A mobile noncontact thermal imaging camera employs a stabilization module that detects stability of the received image and provides correction to the detected thermal signals. The stabilization improves sharpness of the thermal image by adjusting signal at the output means and improves noise reduction by processing signals from the pixels corresponding to a particular part of the object image. The stabilization module may have various embodiments, including an accelerometer or a visible video camera having an overlapping field of view with a thermal camera. The invention is applicable to both—the multi-pixel thermal imagers and single-pixel IR thermometers.

Claims

exact text as granted — not AI-modified
1 . A thermal radiation device intended for receiving thermal radiation originated in an object not being part of the thermal radiation device, comprising a thermal radiation sensor generating a first signal in response to the thermal radiation, a thermal radiation optical system having the first field of view, a signal processor and output device, further comprising
 a monitor being responsive to a mutual disposition of the thermal radiation device and the object and generating a second signal in relationship to the disposition, wherein the first signal and the second signal are being coupled to the signal processor.

## SOURCE DATA

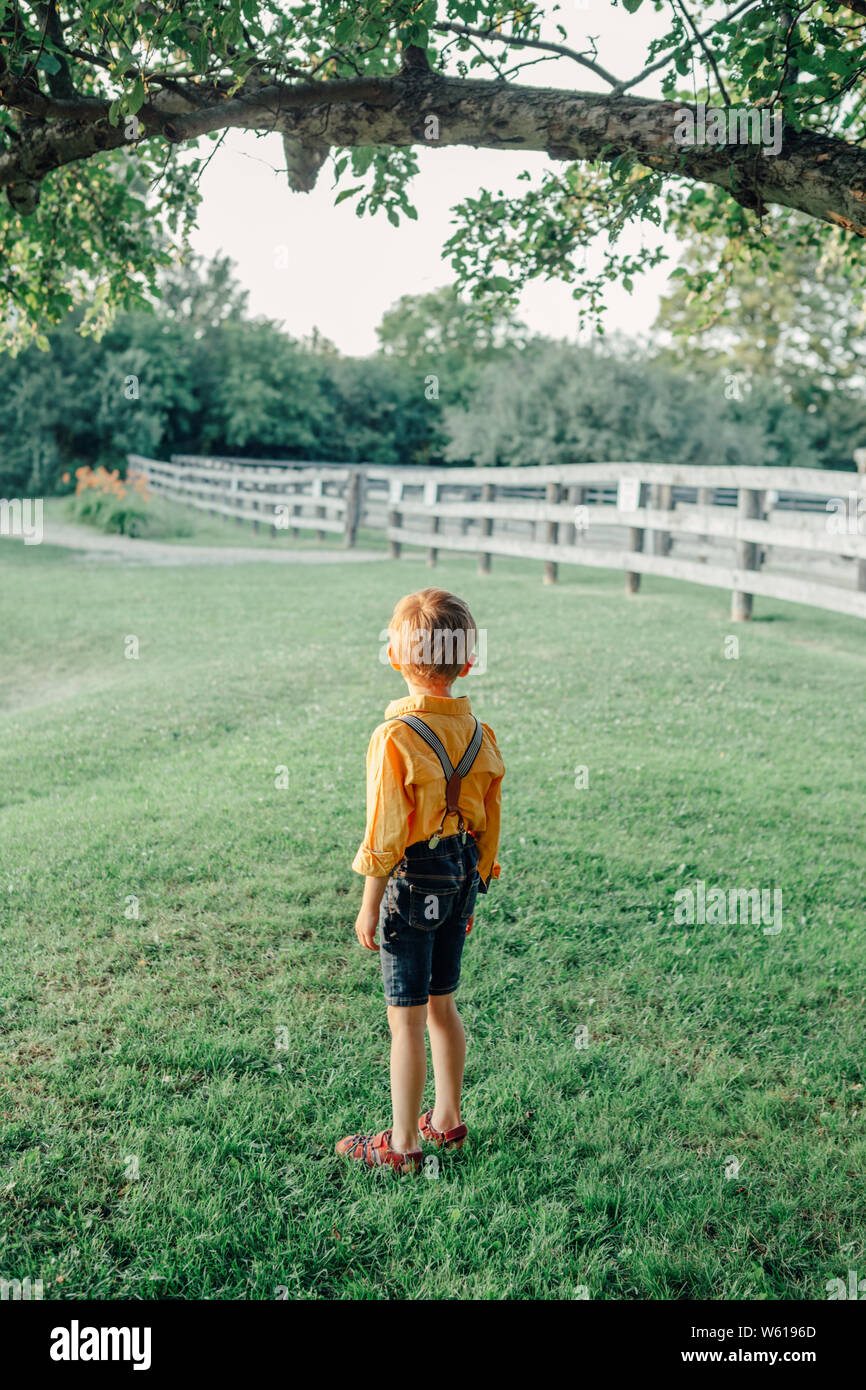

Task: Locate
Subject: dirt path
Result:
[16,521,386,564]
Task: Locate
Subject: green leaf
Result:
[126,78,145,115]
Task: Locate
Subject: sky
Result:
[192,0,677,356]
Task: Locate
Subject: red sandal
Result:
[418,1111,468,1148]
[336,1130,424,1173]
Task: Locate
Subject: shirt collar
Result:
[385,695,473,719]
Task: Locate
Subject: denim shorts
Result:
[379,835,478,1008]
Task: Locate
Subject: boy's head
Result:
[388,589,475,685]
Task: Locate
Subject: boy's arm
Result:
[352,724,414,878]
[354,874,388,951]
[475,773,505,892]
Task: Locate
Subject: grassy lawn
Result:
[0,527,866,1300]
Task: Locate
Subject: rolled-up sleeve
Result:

## TASK SET
(1) Answer these questions about the patent excerpt:
(a) What two embodiments of the stabilization module are named?
(b) To which two kinds of device is the invention applicable?
(c) In claim 1, what is the monitor responsive to?
(2) Revise the entries in Block 1 by replacing every "Locate" with "Find" and leaving everything else unchanged. Omit the pictures.
The entries have no connection to the patent excerpt.

## SOLUTIONS PER TASK
(1)
(a) An accelerometer, or a visible video camera whose field of view overlaps that of the thermal camera.
(b) Multi-pixel thermal imagers and single-pixel IR thermometers.
(c) A mutual disposition of the thermal radiation device and the object.

(2)
Task: Find
Subject: dirt path
Result:
[16,521,386,564]
Task: Find
Subject: green leaf
Result:
[126,78,145,115]
Task: Find
Subject: sky
Result:
[192,0,677,356]
Task: Find
Subject: red sandal
Result:
[418,1111,468,1148]
[336,1130,424,1173]
Task: Find
Subject: shirt collar
Result:
[385,695,473,719]
Task: Find
Subject: denim shorts
Result:
[379,835,478,1008]
Task: Find
Subject: boy's head
Result:
[388,589,475,685]
Task: Find
Subject: boy's arm
Result:
[352,724,414,878]
[354,874,388,951]
[475,773,505,892]
Task: Find
Subject: grassy lawn
Result:
[0,527,866,1300]
Task: Find
Subject: rolled-up sleeve
Result:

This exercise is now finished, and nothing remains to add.